**TASK STATEMENT**
Using the line that contains "Target: yellow marking on body" as the start, restate each line word for word through the final line of the material below, and return only those.

**DATA SUPPLIED**
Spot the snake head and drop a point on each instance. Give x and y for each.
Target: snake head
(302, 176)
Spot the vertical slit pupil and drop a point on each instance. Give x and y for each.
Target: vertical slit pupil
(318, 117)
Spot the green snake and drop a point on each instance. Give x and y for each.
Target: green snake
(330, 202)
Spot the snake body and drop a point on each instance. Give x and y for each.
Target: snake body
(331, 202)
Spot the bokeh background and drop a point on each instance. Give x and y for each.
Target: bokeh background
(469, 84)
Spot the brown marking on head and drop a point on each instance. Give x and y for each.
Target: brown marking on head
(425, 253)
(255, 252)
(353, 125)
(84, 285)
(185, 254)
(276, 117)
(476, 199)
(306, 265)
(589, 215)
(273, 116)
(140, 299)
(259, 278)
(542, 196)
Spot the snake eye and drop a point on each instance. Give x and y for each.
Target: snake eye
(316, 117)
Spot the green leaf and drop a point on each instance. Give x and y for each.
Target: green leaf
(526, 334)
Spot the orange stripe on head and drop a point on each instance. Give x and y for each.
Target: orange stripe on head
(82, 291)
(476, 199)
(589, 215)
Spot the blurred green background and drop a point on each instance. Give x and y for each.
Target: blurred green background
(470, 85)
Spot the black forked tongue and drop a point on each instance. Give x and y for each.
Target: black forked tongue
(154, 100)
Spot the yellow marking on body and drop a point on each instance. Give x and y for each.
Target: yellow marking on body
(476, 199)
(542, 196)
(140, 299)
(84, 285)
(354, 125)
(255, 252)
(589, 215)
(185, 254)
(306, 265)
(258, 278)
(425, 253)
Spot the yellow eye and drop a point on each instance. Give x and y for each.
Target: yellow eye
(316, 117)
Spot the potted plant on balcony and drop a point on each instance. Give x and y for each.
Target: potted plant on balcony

**OUTPUT**
Target: yellow marking on body
(476, 199)
(542, 196)
(140, 299)
(84, 285)
(354, 125)
(255, 252)
(589, 215)
(185, 254)
(306, 265)
(258, 278)
(425, 253)
Spot the yellow eye and drop a point on each instance. Give x and y for each.
Target: yellow eye
(316, 117)
Spot the potted plant on balcony and drop a point on each instance. Give x and y for each.
Target: potted plant on balcony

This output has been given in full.